- [Record set]:

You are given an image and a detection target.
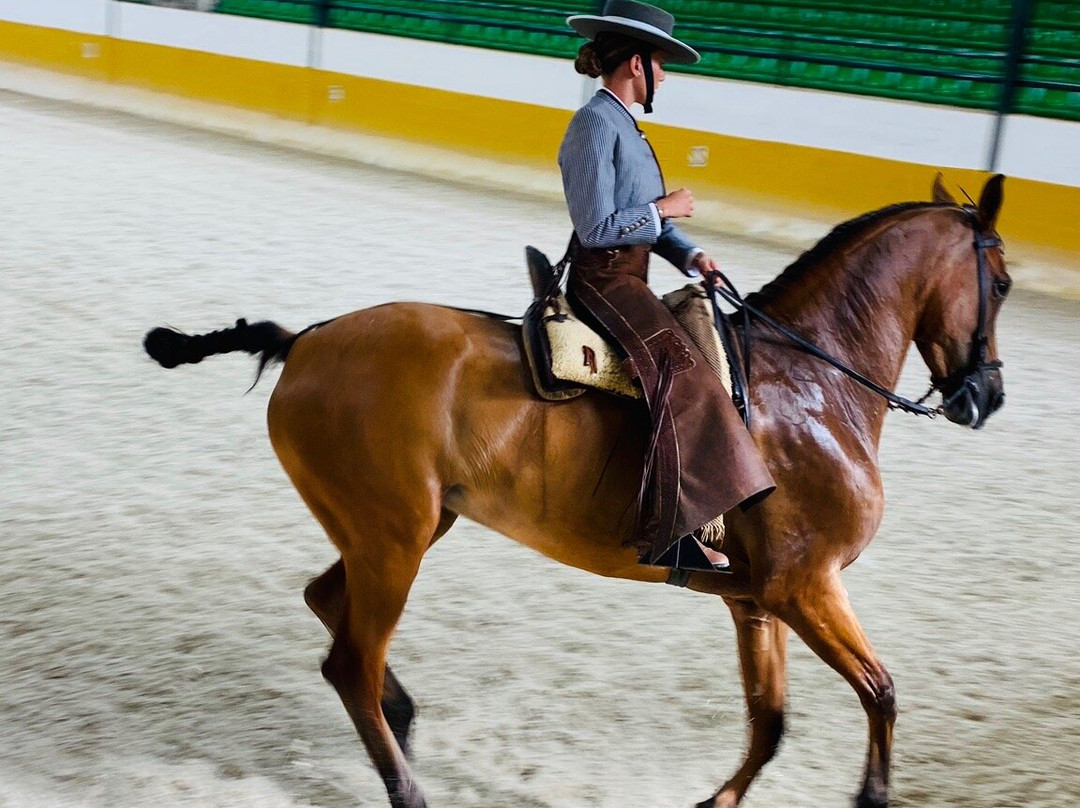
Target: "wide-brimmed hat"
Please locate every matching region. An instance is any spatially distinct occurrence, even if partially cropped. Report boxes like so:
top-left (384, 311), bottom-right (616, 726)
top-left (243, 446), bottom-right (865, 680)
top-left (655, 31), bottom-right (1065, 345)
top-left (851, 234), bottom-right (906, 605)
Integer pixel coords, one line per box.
top-left (566, 0), bottom-right (701, 65)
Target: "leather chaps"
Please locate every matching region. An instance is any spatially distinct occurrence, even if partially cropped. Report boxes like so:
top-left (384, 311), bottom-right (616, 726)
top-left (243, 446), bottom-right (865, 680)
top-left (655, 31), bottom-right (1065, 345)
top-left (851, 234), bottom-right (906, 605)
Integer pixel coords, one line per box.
top-left (567, 239), bottom-right (775, 560)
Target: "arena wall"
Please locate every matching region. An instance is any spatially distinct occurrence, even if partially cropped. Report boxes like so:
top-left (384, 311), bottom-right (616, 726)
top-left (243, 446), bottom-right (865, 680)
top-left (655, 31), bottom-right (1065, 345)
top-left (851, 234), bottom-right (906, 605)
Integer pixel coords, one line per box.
top-left (0, 0), bottom-right (1080, 273)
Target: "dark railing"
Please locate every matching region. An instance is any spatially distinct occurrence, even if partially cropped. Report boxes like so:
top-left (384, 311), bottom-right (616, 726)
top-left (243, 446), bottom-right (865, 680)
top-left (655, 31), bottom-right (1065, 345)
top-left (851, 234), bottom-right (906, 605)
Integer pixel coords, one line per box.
top-left (120, 0), bottom-right (1080, 124)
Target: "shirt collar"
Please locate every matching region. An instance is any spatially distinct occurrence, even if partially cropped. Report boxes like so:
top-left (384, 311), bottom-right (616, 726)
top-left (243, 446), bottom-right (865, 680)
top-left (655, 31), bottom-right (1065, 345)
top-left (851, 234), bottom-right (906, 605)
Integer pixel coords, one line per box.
top-left (596, 87), bottom-right (637, 129)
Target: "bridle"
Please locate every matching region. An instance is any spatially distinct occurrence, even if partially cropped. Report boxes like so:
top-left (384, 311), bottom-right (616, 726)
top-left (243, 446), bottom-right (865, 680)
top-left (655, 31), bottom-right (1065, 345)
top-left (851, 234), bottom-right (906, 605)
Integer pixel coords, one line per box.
top-left (705, 214), bottom-right (1002, 428)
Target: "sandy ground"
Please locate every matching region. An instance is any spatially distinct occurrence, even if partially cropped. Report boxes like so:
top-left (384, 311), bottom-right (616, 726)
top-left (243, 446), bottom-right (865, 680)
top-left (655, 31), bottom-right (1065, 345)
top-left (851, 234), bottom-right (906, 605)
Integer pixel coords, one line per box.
top-left (0, 93), bottom-right (1080, 808)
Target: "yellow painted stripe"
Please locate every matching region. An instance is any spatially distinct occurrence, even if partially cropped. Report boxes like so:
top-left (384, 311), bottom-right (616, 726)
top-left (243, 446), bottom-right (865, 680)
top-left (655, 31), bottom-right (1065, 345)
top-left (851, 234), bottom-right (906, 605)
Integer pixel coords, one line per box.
top-left (109, 40), bottom-right (314, 121)
top-left (0, 23), bottom-right (1080, 254)
top-left (0, 21), bottom-right (112, 80)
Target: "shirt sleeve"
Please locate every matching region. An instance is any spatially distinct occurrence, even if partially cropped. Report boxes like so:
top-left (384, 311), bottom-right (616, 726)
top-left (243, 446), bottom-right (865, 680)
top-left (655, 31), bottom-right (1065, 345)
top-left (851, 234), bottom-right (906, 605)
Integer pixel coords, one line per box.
top-left (558, 107), bottom-right (662, 247)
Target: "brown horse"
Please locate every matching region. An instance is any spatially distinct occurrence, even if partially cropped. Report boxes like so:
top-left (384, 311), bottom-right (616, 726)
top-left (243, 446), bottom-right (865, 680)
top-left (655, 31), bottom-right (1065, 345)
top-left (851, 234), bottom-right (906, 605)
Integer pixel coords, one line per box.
top-left (147, 176), bottom-right (1010, 808)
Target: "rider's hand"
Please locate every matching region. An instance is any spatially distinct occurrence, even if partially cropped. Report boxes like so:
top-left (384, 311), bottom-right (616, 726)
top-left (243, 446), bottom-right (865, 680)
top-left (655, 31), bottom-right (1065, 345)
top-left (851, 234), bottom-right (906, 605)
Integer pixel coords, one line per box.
top-left (656, 188), bottom-right (693, 219)
top-left (690, 253), bottom-right (724, 286)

- [Prompt]:
Reproduce every one of the lines above verbatim, omitting the pictures.

- [Correct result]:
You are given an image and a detection target.
Target: "wide-brimmed hat"
Please locate every matching region. An instance is any spatially distinct occurrence, even if partially cropped. Report boxes like so:
top-left (384, 311), bottom-right (616, 726)
top-left (243, 446), bottom-right (865, 680)
top-left (655, 31), bottom-right (1065, 345)
top-left (851, 234), bottom-right (906, 605)
Integer pixel coords, one line per box.
top-left (566, 0), bottom-right (701, 65)
Target: "leather chaps"
Please locate every matching region. An instance is any spatially distinct occurrence, even if partially cropped. Report boxes like so:
top-left (384, 311), bottom-right (616, 726)
top-left (243, 446), bottom-right (865, 680)
top-left (655, 31), bottom-right (1065, 345)
top-left (851, 234), bottom-right (906, 605)
Integer pixel coords, one line per box.
top-left (567, 239), bottom-right (775, 560)
Target: "arena wall"
Please locate every matching region. An instance is any spatially distinct occurrence, even if partially cropped. Report boxes like so:
top-left (384, 311), bottom-right (616, 726)
top-left (243, 446), bottom-right (865, 680)
top-left (655, 31), bottom-right (1065, 345)
top-left (851, 234), bottom-right (906, 605)
Integer pixel coords, one line per box.
top-left (0, 0), bottom-right (1080, 273)
Target: "dark railing"
Please locate every matching region. An instance is any spatially distinct occurrence, even if partially cropped. Report boxes like so:
top-left (384, 311), bottom-right (616, 726)
top-left (243, 446), bottom-right (865, 680)
top-left (655, 31), bottom-right (1065, 345)
top-left (851, 234), bottom-right (906, 605)
Integer pixel coords, one line per box.
top-left (120, 0), bottom-right (1080, 124)
Target: "shirt collar"
Please locate every matching region. An instance is any spatially distinct occurrence, even if partially cropped. Report boxes like so:
top-left (384, 311), bottom-right (616, 726)
top-left (243, 446), bottom-right (865, 680)
top-left (655, 31), bottom-right (1065, 345)
top-left (851, 234), bottom-right (906, 605)
Integer pixel coords, one line per box.
top-left (596, 87), bottom-right (637, 129)
Target: "bridle"
Please locate every matching region. An instance is any spatially distinct occurrence, even if partially cropped. Report boxes like so:
top-left (384, 311), bottom-right (616, 726)
top-left (243, 446), bottom-right (865, 680)
top-left (655, 31), bottom-right (1065, 345)
top-left (851, 234), bottom-right (906, 605)
Integer pixel coords, one line per box.
top-left (705, 214), bottom-right (1002, 428)
Target: "sandy ground"
Please locate every matching region. An instance is any spatially distinct occurrence, even if partially cropped. Report boxes like so:
top-left (384, 311), bottom-right (616, 726)
top-left (243, 446), bottom-right (865, 680)
top-left (655, 31), bottom-right (1065, 345)
top-left (851, 234), bottom-right (906, 605)
Integer pixel coords, one line per box.
top-left (0, 93), bottom-right (1080, 808)
Target: "yellow painted stripe"
Please locate every matching region. An instance is any spatially distinct occurrence, even if partially cropped. Report boxes like so:
top-left (384, 311), bottom-right (616, 726)
top-left (243, 446), bottom-right (865, 680)
top-left (655, 31), bottom-right (1065, 345)
top-left (851, 234), bottom-right (906, 605)
Integer pixel coords, one line per box.
top-left (109, 40), bottom-right (314, 121)
top-left (0, 23), bottom-right (1080, 254)
top-left (0, 21), bottom-right (112, 80)
Target: "shirt sleeve"
Please locate every matching region. An instance is any spatially distinct occurrence, even if partially cropped. Report boxes like so:
top-left (384, 311), bottom-right (616, 726)
top-left (243, 446), bottom-right (865, 680)
top-left (655, 31), bottom-right (1065, 345)
top-left (851, 234), bottom-right (906, 605)
Integer pixel coords, one line per box.
top-left (558, 107), bottom-right (662, 247)
Target: "brown horse"
Please locate every matching region. An instance is any spatially distinct occurrence, even if partially cropped. Report boxes like so:
top-left (384, 311), bottom-right (616, 726)
top-left (243, 446), bottom-right (865, 680)
top-left (655, 31), bottom-right (1065, 345)
top-left (851, 234), bottom-right (906, 605)
Integer pixel coords, one line per box.
top-left (147, 176), bottom-right (1010, 808)
Target: "rider's hand"
Please locate every matching region. An instance is any spatially distinct occurrence, even if partially cropped. Report boxes like so:
top-left (384, 311), bottom-right (616, 726)
top-left (243, 446), bottom-right (865, 680)
top-left (655, 31), bottom-right (1065, 345)
top-left (851, 234), bottom-right (906, 605)
Integer pixel coords, one line per box.
top-left (656, 188), bottom-right (693, 219)
top-left (690, 253), bottom-right (724, 286)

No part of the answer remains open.